_HOW TO COMPLETE THIS TASK_
The response must consist of every record, restated word for word.

(SOURCE INFORMATION)

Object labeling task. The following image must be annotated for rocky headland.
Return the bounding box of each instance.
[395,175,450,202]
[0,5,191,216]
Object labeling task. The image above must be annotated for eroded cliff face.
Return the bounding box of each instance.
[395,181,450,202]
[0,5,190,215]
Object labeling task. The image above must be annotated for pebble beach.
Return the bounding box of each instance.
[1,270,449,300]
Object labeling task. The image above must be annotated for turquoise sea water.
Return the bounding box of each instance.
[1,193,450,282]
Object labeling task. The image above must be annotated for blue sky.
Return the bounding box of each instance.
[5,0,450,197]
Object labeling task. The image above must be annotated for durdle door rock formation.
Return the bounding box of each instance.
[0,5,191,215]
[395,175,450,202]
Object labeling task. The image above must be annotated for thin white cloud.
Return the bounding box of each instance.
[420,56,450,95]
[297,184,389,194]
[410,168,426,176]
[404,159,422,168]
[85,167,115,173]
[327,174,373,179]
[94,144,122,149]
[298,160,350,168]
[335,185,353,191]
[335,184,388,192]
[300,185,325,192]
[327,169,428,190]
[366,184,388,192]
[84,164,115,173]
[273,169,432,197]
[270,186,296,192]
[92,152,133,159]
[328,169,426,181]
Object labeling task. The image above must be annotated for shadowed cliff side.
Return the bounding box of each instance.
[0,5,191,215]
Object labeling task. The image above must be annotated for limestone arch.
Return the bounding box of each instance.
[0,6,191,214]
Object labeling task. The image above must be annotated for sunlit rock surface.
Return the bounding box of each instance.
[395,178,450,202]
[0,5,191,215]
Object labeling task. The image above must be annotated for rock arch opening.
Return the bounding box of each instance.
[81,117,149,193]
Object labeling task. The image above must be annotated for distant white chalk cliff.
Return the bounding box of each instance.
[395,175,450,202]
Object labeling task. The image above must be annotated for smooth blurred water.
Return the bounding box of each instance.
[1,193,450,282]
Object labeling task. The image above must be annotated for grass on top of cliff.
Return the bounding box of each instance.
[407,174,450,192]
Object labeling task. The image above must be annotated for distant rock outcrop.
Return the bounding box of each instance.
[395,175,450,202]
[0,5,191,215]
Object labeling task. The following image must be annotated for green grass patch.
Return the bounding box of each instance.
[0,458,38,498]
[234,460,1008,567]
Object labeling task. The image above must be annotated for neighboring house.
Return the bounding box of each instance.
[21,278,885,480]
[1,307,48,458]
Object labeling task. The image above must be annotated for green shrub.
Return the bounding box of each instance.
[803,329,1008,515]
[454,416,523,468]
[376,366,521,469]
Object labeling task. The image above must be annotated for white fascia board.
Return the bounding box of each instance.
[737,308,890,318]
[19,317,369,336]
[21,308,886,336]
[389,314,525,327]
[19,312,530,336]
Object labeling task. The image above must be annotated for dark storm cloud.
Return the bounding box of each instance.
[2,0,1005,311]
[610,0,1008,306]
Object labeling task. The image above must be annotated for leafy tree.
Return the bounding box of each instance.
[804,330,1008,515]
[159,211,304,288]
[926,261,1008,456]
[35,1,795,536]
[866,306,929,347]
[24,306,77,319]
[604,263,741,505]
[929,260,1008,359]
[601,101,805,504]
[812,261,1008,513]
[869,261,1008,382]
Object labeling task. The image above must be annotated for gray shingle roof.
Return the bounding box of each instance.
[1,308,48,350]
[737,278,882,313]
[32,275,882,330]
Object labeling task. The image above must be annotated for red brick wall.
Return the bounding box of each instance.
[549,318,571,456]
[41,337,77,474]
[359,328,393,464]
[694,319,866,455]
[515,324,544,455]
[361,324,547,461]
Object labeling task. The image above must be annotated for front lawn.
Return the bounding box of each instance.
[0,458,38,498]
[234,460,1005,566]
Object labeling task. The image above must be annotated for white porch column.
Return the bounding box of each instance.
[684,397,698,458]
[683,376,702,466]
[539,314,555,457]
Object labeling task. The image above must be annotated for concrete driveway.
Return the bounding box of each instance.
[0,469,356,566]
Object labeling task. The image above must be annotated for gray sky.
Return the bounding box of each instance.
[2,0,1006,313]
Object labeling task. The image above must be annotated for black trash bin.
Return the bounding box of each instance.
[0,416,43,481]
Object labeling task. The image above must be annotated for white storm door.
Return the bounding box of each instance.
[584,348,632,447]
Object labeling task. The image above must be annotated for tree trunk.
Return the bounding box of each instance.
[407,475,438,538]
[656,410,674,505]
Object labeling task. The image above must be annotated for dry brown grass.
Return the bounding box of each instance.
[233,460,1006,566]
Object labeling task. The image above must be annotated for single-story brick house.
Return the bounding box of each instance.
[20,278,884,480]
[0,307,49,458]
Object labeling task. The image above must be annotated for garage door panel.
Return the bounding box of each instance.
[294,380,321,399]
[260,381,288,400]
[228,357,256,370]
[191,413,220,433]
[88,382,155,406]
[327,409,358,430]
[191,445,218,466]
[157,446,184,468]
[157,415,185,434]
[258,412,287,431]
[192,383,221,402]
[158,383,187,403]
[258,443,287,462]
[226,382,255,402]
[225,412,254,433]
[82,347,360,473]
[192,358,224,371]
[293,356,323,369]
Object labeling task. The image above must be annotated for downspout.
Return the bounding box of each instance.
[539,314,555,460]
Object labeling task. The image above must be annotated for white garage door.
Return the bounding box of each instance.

(End SOURCE INFORMATION)

_EXERCISE RESULT_
Object labeling task. The following image must be annotated for rocky headland.
Return the bounding box of each instance.
[395,175,450,202]
[0,5,191,216]
Object labeling task. The image above must be annotated for eroded cliff face.
Return the bounding box of each instance.
[395,181,450,202]
[0,5,190,215]
Object labeling task. The image above must be annotated for pebble beach.
Return the bounding box of each instance.
[1,270,449,300]
Object labeling task. The image above must be annotated for turquoise sea water.
Return the bounding box of each instance.
[1,193,450,282]
Object labeling task. The image above must be annotated for blue sky.
Return the bounding box of each instance.
[5,0,450,197]
Object labeling task. The image above must be annotated for durdle door rock formation.
Return the bounding box of each instance.
[0,5,191,215]
[395,175,450,202]
Object labeling task. The image above must be annotated for thin white cloud.
Return the bounding box of each instance.
[420,56,450,95]
[297,184,389,194]
[410,168,426,176]
[404,159,422,168]
[85,167,115,173]
[327,174,373,179]
[94,144,122,149]
[298,160,350,168]
[335,185,353,191]
[335,184,388,192]
[300,185,325,192]
[327,169,428,190]
[366,184,388,192]
[84,164,115,173]
[273,169,432,197]
[270,186,296,192]
[92,152,133,159]
[328,169,426,181]
Object labeling task. The image above must be annotated for shadowed cliff side.
Return the bounding box of each instance.
[0,5,191,215]
Object labeling task. The image above must be annotated for limestone arch.
Return the bounding box of each instance.
[0,6,191,214]
Object labeling task. The image above must be annotated for sunlit rock surface.
Return the bounding box of each instance.
[395,178,450,202]
[0,5,191,215]
Object labeling task. The image above must be annotated for rock arch opening.
Return the bounding box of each instance.
[81,117,149,193]
Object labeling task. The image above must be annotated for distant white chalk cliff.
Return the bounding box of each instance.
[395,175,450,202]
Object labeling task. The image above must be annotated for smooth blurred water.
Return the bounding box of each instance.
[1,193,450,282]
Object labeling task. The image above must be annotated for grass on top of cliff.
Return the bounding box of each instance.
[407,174,450,192]
Object labeling task. The image above must be annotated for distant rock outcrop.
Return the bounding box of each instance.
[395,175,450,202]
[0,5,191,215]
Object labeling task. The following image must be annotated for green grass patch.
Return the bounding box of each instance.
[0,458,38,498]
[234,460,1008,567]
Object labeling task. The image above must be annotated for neighboring house.
Return the bounding box of each instance.
[21,278,885,480]
[1,307,48,458]
Object labeling task. The image above must be annotated for green shrub.
Return the bounding box of each instance.
[803,329,1008,515]
[454,416,523,468]
[376,366,521,469]
Object labeling task. The image above must be annotated for white fascia board.
Return the bounding box of each instance.
[737,308,890,318]
[19,317,369,336]
[21,308,886,336]
[389,314,525,327]
[19,312,530,336]
Object labeling task. The image above must be annotated for dark storm cloud.
Return the bounding box of each instance.
[2,0,1005,311]
[610,0,1008,306]
Object labeling task. The image above must be annotated for leafy tree.
Return the bounding box of each instance.
[804,330,1008,515]
[159,211,304,288]
[926,261,1008,456]
[35,1,795,536]
[866,306,929,347]
[24,306,77,319]
[604,263,741,505]
[929,260,1008,359]
[601,101,805,504]
[812,261,1008,513]
[869,261,1008,382]
Object labeling task. The image above must be annotated for gray shingle roof.
Return the bounding box of each instance.
[1,308,48,350]
[737,278,882,313]
[32,275,882,330]
Object labeling task. The image above must be annotated for red brick wall.
Return the bounding box of each instance.
[549,318,571,456]
[41,337,77,474]
[359,328,393,464]
[694,319,866,455]
[515,324,544,455]
[361,324,547,461]
Object labeling task. The image above must be annotated for front lawn.
Return the bounding box of each instance.
[0,458,38,498]
[234,460,1005,566]
Object labeling task. The image above must be annotated for white porch column.
Return the bounding box of each instance.
[684,397,698,458]
[683,376,702,466]
[539,314,555,457]
Object labeling task. The image above must be annotated for concrete driveway.
Return the bounding box of each instance.
[0,469,356,566]
Object labeling task. The image above must be annotated for gray sky.
Return the bounding box of each instance.
[2,0,1006,313]
Object labeling task. The image above must be annotated for black trash bin.
Return the bounding box of each instance.
[0,416,43,481]
Object labeling task. The image above must be annotated for white storm door.
Return the bounding box of each instance.
[584,348,632,447]
Object labeling task. The image above must be annotated for tree trunk.
Return the bounding box of each instance.
[407,475,438,538]
[656,410,674,505]
Object labeling task. The image above must be annotated for dry brown grass.
Return the bounding box of each instance.
[233,460,1006,566]
Object labeling task. The image above must be annotated for single-story brick house.
Return the bounding box of each instance.
[20,278,884,480]
[0,307,49,458]
Object labeling task. The image above must be annotated for garage door panel.
Return the bounding box of each instance.
[294,380,321,399]
[260,381,288,400]
[228,357,256,370]
[191,413,220,433]
[88,382,155,406]
[327,409,358,430]
[191,445,218,466]
[157,446,184,468]
[157,415,185,434]
[258,412,287,431]
[192,383,221,402]
[158,383,187,403]
[258,443,287,462]
[226,382,255,402]
[225,412,254,433]
[82,347,360,473]
[192,358,224,371]
[293,356,323,369]
Object labeling task. The image above must be annotated for downspout.
Return the bounding box of each instance.
[539,314,555,460]
Object labeling task. The image above must be annotated for white garage door.
Return the bounding box of each instance.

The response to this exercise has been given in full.